• Excerpt provided:

- Opening Delimiter -

How is MS diagnosed?
- No specific tests can diagnose MS. You may need an MRI to take pictures of your brain. You may be given contrast liquid to help the pictures show up better. Tell a healthcare provider if you have ever had an allergic reaction to contrast liquid. Do not enter the MRI room with anything metal. Metal can cause serious injury. Tell a healthcare provider if you have any metal in or on your body.
- You may need other tests to make sure that your symptoms are not caused by other illnesses. Tell your healthcare provider about your symptoms and when they started. Also tell him or her if you have other family members with MS.
How is MS managed?
There is no cure for MS. You may need any of the following:
- Medicines may be given to treat relapses, slow the progression of MS, or manage the symptoms.
- Rehabilitation may include physical therapy, occupational therapy, or speech therapy. These therapies may help manage symptoms of MS.

- Closing Delimiter -

• Extracted material:
- Opening Delimiter -

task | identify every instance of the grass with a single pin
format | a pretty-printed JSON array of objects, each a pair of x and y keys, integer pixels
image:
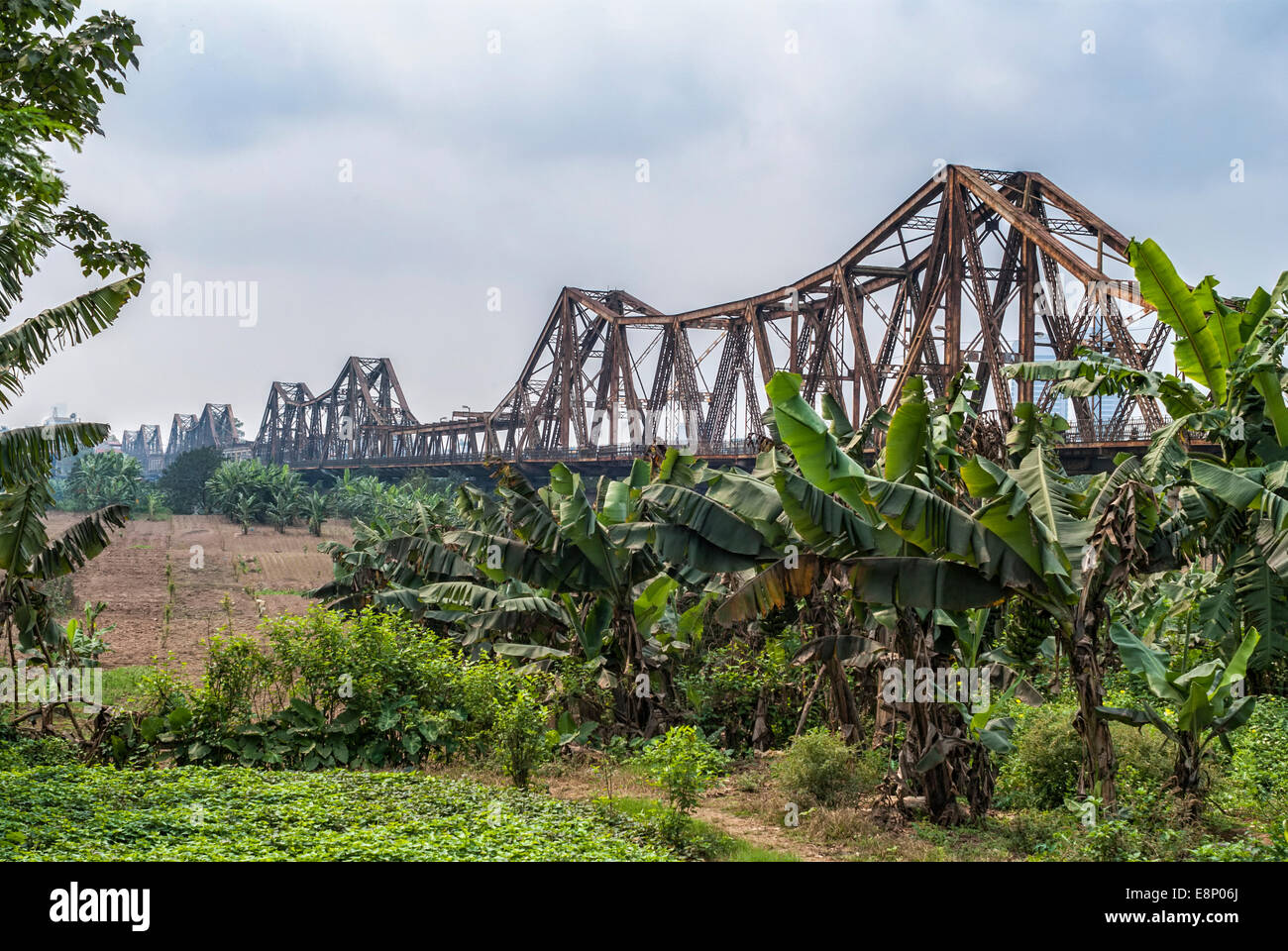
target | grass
[
  {"x": 692, "y": 838},
  {"x": 231, "y": 813},
  {"x": 123, "y": 685}
]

- Closing Delimiter -

• Work to complete:
(1) According to the text on MS, why should you not bring anything metal into the MRI room? Explain in one to three sentences.
(2) In the text on MS, what kinds of therapy may rehabilitation include?
Answer only from the text on MS.

• Task-by-task solutions:
(1) You should not bring anything metal into the MRI room because metal can cause serious injury. For the same reason, you should tell a healthcare provider about any metal in or on your body.

(2) Physical therapy, occupational therapy, or speech therapy.